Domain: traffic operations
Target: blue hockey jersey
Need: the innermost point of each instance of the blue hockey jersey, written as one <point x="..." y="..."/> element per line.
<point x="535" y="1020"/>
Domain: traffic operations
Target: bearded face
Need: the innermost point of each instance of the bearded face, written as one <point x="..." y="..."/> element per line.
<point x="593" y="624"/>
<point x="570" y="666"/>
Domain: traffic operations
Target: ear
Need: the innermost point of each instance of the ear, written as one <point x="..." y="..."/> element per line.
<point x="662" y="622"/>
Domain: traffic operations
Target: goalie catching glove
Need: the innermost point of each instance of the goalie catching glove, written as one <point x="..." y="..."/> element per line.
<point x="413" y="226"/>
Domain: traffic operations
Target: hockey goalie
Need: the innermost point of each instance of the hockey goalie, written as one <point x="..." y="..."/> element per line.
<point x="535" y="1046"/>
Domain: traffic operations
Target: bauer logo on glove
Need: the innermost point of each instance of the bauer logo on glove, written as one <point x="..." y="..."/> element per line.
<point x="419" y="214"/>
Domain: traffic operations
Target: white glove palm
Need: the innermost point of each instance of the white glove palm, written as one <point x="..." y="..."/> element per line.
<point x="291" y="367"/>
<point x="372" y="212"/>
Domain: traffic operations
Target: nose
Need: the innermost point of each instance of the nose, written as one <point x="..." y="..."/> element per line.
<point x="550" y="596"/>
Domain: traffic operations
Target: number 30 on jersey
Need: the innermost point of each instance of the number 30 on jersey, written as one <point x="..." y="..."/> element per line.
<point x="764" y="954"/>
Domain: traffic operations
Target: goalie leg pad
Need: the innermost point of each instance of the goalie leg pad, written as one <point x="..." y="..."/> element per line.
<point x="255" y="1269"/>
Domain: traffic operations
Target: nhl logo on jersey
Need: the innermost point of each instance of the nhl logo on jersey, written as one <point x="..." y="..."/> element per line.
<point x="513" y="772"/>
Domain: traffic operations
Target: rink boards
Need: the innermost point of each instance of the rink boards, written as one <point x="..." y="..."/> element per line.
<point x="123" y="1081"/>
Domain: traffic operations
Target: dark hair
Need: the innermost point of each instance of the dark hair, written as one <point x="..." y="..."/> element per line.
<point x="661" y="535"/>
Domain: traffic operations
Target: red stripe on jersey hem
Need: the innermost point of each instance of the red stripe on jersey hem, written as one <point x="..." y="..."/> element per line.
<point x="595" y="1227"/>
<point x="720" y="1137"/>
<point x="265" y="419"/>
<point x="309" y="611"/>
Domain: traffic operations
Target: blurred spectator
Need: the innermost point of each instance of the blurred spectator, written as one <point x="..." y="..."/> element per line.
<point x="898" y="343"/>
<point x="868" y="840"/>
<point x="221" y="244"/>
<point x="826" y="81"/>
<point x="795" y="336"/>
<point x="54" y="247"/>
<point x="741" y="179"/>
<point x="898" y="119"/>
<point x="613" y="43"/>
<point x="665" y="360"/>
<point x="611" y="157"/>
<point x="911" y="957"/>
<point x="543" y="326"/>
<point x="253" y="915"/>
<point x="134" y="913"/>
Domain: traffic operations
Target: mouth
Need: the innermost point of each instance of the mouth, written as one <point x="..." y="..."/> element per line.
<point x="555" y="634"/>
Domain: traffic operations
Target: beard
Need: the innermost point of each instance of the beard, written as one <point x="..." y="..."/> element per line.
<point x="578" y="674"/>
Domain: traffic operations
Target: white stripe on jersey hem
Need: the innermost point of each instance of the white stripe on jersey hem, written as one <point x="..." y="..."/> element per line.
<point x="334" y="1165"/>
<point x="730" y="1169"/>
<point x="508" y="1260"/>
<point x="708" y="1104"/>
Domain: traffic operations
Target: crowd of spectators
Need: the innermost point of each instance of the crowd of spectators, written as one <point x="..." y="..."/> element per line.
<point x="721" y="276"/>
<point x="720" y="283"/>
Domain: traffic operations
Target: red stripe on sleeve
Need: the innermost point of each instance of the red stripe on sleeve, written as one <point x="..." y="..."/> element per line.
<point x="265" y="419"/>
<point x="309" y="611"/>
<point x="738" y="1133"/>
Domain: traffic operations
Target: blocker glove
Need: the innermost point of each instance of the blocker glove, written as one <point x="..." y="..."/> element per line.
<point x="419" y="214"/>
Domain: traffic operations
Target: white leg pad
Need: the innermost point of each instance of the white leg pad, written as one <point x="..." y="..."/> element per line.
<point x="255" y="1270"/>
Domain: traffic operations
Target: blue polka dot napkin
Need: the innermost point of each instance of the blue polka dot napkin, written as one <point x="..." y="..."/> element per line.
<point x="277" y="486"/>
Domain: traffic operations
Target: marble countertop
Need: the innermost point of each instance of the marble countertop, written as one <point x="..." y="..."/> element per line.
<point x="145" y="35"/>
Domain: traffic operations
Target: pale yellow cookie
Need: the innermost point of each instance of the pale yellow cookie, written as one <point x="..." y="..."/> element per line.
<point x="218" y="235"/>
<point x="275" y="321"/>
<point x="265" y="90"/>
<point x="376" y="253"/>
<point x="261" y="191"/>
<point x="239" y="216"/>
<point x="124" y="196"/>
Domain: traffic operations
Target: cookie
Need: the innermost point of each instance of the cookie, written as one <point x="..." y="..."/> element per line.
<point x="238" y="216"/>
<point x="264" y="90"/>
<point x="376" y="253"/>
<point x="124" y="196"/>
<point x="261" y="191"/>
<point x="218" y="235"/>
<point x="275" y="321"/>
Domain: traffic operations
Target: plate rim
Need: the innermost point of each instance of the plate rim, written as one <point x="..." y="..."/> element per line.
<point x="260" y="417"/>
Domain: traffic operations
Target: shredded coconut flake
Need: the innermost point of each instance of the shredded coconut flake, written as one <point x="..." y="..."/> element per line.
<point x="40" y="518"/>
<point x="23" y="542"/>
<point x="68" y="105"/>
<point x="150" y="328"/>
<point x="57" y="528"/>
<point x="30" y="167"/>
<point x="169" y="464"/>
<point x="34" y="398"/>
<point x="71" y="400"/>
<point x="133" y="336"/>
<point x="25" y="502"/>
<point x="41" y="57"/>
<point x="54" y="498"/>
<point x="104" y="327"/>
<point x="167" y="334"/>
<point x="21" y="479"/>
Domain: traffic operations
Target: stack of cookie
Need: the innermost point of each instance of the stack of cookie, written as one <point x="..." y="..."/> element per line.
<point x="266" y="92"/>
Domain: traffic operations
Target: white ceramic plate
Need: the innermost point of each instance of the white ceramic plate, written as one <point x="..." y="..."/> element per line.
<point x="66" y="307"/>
--------------------------------
Print back all the lines verbatim.

Domain: traffic operations
Target: blue hockey jersey
Need: the innermost point of each instance of the blue hockey jersey, written as one <point x="..." y="..."/> element per line.
<point x="535" y="1020"/>
Domain: traffic operations
Target: bearded face
Need: the innermost point of each instance of the bearded face, written as one <point x="..." y="..."/> element per line.
<point x="593" y="624"/>
<point x="570" y="666"/>
Domain: traffic operations
Target: ear
Need: the innermost point of each instance of the ear, written as one <point x="..." y="..."/> element per line.
<point x="662" y="622"/>
Domain: traffic operations
Target: goalie catching glove
Need: the innermost point of each instance of the goalie catching glove, written as one <point x="..." y="..."/> element per line.
<point x="413" y="226"/>
Domain: traffic operations
Target: hockey goalie
Need: the innermost point of each instance of the hockey goalie, written as one <point x="..." y="..."/> element per line.
<point x="535" y="1046"/>
Domain: traffic operations
Target: bauer logo on glove
Need: the innermost point of each instance of the bauer logo on glove, written as one <point x="..." y="..."/> element per line.
<point x="419" y="214"/>
Domain: traffic operations
Target: white glove palm
Need: the innermost point of each instance of the white glove palm, written as one <point x="..." y="..."/> element per line.
<point x="291" y="367"/>
<point x="372" y="212"/>
Domain: traffic operations
Target: nose
Need: the innermost point of each instance of the nose, written as one <point x="..." y="..."/> element per line.
<point x="550" y="596"/>
Domain: traffic operations
Target: number 30 on jersey
Need: the innermost point of each instance of the number 30 on jersey, written as one <point x="..." y="..."/> element per line.
<point x="764" y="954"/>
Domain: traffic operations
Target: goalie leg pad
Need: the innermost point of each instance of the goalie leg pad, written as one <point x="..." y="..."/> element per line.
<point x="255" y="1269"/>
Domain: traffic operations
Target: nhl logo on jersey
Need: the innermost point of each instance of the nhl logo on jersey, written as one <point x="..." y="..."/> element per line.
<point x="513" y="772"/>
Domain: traffic operations
Target: rink boards
Need: the innermost point of each instance of the rink boards, written as one <point x="..." y="..."/> element per line.
<point x="123" y="1081"/>
Domain: traffic operations
Target: dark hair
Need: the innermost point of each instance of the dark hair, written as one <point x="..." y="..."/> element per line.
<point x="661" y="535"/>
Domain: traffic operations
Target: red stripe on jersey hem
Need: the innermost point of each instance of the red stripe on jersey hem, written as one <point x="..." y="..."/> element per line.
<point x="595" y="1227"/>
<point x="720" y="1137"/>
<point x="265" y="419"/>
<point x="309" y="611"/>
Domain: traffic operations
Target: blurred spectator
Need: the innermost point of each instance of the blurred spectator, written as one <point x="..." y="..."/> element per line.
<point x="898" y="343"/>
<point x="868" y="840"/>
<point x="221" y="244"/>
<point x="826" y="81"/>
<point x="795" y="336"/>
<point x="54" y="247"/>
<point x="741" y="179"/>
<point x="898" y="119"/>
<point x="613" y="43"/>
<point x="665" y="360"/>
<point x="611" y="157"/>
<point x="911" y="957"/>
<point x="543" y="326"/>
<point x="253" y="915"/>
<point x="134" y="913"/>
Domain: traffic operations
Target: mouth
Need: the innermost point of each instance of the mouth, written as one <point x="..." y="..."/> element per line.
<point x="555" y="634"/>
Domain: traffic operations
Target: beard
Need: the innermost point of each instance of the beard, written as one <point x="..." y="..."/> element per line.
<point x="578" y="674"/>
Domain: traffic operations
Target: white stripe on jersey hem
Need: the innermost point of each instance of the white stripe on jersey hem, written as one <point x="..." y="..."/> element per line.
<point x="334" y="1165"/>
<point x="730" y="1169"/>
<point x="508" y="1260"/>
<point x="708" y="1104"/>
Domain: traffic operations
Target: crowd of spectators
Need: the innermost point of each instance of the crowd of spectators, written as one <point x="..." y="..."/> element per line.
<point x="721" y="276"/>
<point x="720" y="283"/>
Domain: traffic operations
Target: red stripe on sleeve
Need: the innermost point of each instance of the red stripe on sleeve, written as one <point x="..." y="..."/> element per line.
<point x="265" y="419"/>
<point x="309" y="611"/>
<point x="738" y="1133"/>
Domain: traffic operations
Target: blocker glove
Need: the innermost point of each instance of the blocker glove, written as one <point x="..." y="..."/> element per line.
<point x="419" y="214"/>
Domain: traffic operations
Target: white leg pad
Need: the innermost point of each instance of the white leg pad, written as one <point x="..." y="..."/> element per line.
<point x="255" y="1270"/>
Domain: traffic operations
Target: blue polka dot napkin
Need: the innermost point of each instance of the blue polka dot napkin, written as one <point x="..." y="..."/> element per line.
<point x="277" y="486"/>
Domain: traffic operations
Target: marble countertop
Need: the innermost point of each instance of the marble countertop, written as one <point x="..." y="..."/> element per line.
<point x="145" y="35"/>
Domain: traffic operations
Target: pale yellow cookie
Need: the innermost point of each instance of the pale yellow cookie, written as one <point x="..." y="..."/> element per line.
<point x="218" y="235"/>
<point x="275" y="321"/>
<point x="265" y="90"/>
<point x="376" y="253"/>
<point x="261" y="191"/>
<point x="239" y="216"/>
<point x="124" y="196"/>
Domain: traffic operations
Target: cookie
Need: the innermost point of each instance of the cookie, written as one <point x="..." y="..."/> element per line.
<point x="238" y="216"/>
<point x="264" y="90"/>
<point x="376" y="253"/>
<point x="124" y="196"/>
<point x="261" y="191"/>
<point x="218" y="235"/>
<point x="275" y="321"/>
Domain: traffic operations
Target: plate rim
Need: the innermost point of each instance of the plate rim, written as one <point x="..." y="..."/> element per line.
<point x="260" y="417"/>
Domain: traffic operations
Target: shredded coconut flake
Need: the innermost point of each instance of the shredded coconut flake, written as one <point x="..." y="..."/> element per line.
<point x="40" y="518"/>
<point x="23" y="542"/>
<point x="68" y="105"/>
<point x="150" y="328"/>
<point x="57" y="528"/>
<point x="30" y="167"/>
<point x="169" y="464"/>
<point x="34" y="398"/>
<point x="71" y="400"/>
<point x="133" y="336"/>
<point x="25" y="502"/>
<point x="41" y="57"/>
<point x="54" y="498"/>
<point x="104" y="327"/>
<point x="167" y="334"/>
<point x="21" y="479"/>
Domain: traffic operations
Target: stack of cookie
Need: the innermost point of each instance of the stack of cookie, written as one <point x="..." y="..."/> element per line.
<point x="266" y="92"/>
Domain: traffic operations
Target: white ceramic plate
Need: the innermost point of each instance of the white ceramic plate, written as one <point x="..." y="..."/> element per line.
<point x="66" y="307"/>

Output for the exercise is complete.